Data lines:
— begin —

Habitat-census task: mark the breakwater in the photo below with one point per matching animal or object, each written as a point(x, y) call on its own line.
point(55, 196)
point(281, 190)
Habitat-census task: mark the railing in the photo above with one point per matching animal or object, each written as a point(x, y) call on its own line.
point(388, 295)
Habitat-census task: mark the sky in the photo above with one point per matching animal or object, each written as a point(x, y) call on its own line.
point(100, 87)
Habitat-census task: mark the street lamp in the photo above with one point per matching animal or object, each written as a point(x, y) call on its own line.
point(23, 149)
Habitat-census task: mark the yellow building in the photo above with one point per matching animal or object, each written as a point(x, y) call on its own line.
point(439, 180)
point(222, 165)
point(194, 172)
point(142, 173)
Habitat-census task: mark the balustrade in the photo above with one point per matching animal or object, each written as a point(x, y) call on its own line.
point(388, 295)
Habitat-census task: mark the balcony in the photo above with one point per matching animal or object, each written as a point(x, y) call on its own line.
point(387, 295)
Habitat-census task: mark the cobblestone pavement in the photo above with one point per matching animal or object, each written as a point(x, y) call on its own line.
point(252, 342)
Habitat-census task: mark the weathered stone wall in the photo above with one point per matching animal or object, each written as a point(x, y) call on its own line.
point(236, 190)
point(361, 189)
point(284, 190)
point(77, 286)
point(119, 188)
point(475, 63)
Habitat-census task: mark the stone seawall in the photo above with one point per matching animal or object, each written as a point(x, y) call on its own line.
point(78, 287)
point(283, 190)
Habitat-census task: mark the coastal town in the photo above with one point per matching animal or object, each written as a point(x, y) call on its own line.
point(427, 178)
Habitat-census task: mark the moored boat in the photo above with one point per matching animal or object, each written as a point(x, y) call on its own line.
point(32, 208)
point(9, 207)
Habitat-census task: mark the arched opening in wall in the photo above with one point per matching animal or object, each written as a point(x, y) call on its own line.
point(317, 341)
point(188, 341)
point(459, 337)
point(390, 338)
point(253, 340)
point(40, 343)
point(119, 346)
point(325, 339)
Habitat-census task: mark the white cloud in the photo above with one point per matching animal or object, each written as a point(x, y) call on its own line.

— end —

Format the listing above as a Markdown table with the columns "No." and "Text", starting at its first line and running up to and including the line containing "point(283, 190)". Leave out any blank lines.

__Answer for this exercise__.
| No. | Text |
|---|---|
| 1 | Habitat-census task: mark the breakwater in the photo below with one point per matching animal or object, each written as a point(x, y) call on its own line. |
| 2 | point(55, 196) |
| 3 | point(281, 190) |
| 4 | Habitat-census task: mark the railing in the photo above with one point per matching animal or object, each written as a point(x, y) call on its own line. |
| 5 | point(388, 295) |
| 6 | Habitat-census task: mark the sky in the photo above with one point per matching animal or object, each written as a point(x, y) call on its own line. |
| 7 | point(100, 87) |
| 8 | Habitat-census task: mark the street lamp in the photo above with one point per matching animal or object, each written as a point(x, y) call on its own line. |
| 9 | point(23, 149) |
| 10 | Habitat-census task: mark the yellow building in the photo above with one point per matching animal or object, each written as a point(x, y) call on its own line. |
| 11 | point(439, 180) |
| 12 | point(222, 165) |
| 13 | point(194, 172) |
| 14 | point(142, 173) |
| 15 | Habitat-census task: mark the balustrade in the photo above with one point per matching animal or object, each written as a point(x, y) call on its own line. |
| 16 | point(388, 295) |
| 17 | Habitat-census task: mark the balcony in the photo above with one point per matching animal or object, each written as a point(x, y) call on its own line. |
| 18 | point(387, 295) |
| 19 | Habitat-census task: mark the cobblestone pavement in the photo above with one point per matching animal or object, each written as a point(x, y) call on its own line. |
| 20 | point(252, 342) |
| 21 | Habitat-census task: mark the weathered stone wall in the photo above with one point per matching animal or object, each written as a point(x, y) call on its own line. |
| 22 | point(236, 190) |
| 23 | point(361, 189) |
| 24 | point(284, 190) |
| 25 | point(77, 286) |
| 26 | point(119, 188) |
| 27 | point(475, 63) |
| 28 | Habitat-census task: mark the stone seawall in the photo above with one point per matching animal or object, each written as a point(x, y) call on its own line. |
| 29 | point(78, 287) |
| 30 | point(283, 190) |